Edit the records starting at the line containing "Subject = overcast sky" and ending at the line containing "251,355 -> 367,427", changing "sand on beach" to "sandy beach" and leaving everything else unchanged. Return only those lines.

● **Recorded data**:

● ● ● ●

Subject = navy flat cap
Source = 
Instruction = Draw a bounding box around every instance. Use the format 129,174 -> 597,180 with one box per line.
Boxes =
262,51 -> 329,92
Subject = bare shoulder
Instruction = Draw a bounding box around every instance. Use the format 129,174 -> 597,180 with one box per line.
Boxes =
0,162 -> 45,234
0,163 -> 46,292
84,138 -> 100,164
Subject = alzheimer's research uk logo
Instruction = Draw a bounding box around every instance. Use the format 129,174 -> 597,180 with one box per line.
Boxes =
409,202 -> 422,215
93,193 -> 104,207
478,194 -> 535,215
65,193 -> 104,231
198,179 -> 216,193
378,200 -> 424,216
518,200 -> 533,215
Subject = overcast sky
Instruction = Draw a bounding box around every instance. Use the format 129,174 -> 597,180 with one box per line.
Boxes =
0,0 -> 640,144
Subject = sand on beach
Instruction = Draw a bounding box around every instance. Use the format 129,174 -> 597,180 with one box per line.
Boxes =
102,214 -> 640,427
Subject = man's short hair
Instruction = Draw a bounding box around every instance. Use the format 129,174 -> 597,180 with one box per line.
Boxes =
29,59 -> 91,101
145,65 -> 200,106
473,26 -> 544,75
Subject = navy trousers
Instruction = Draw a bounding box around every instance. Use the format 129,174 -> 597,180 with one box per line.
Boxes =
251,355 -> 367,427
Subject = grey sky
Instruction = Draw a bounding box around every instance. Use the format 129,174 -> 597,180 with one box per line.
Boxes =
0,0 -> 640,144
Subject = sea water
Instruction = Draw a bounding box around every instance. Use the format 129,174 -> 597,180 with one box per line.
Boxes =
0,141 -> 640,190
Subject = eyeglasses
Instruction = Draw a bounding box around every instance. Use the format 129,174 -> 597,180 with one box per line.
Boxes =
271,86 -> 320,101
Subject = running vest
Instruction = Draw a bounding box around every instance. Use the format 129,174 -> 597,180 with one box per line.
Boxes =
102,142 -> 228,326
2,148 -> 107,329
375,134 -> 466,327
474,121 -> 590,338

● ● ● ●

● **Solved exercise**:
Subject = overcast sky
Instruction = Draw a bounding box around every instance. Use the format 129,174 -> 597,180 with one box per line.
Boxes =
0,0 -> 640,144
Subject = sandy beach
Instruction = Draw a bounding box around every instance. Use the format 129,174 -> 597,180 with one box per line.
Boxes =
102,214 -> 640,427
Subject = man's short hair
Instruction = Draw a bounding box around every instance. Use the format 129,174 -> 597,180 with one box per line.
Boxes =
29,59 -> 91,101
145,65 -> 200,106
473,26 -> 544,75
Subject = navy trousers
Instruction = Draw a bounding box around every instance. Use the format 129,174 -> 597,180 with one box per line.
Boxes =
251,355 -> 367,427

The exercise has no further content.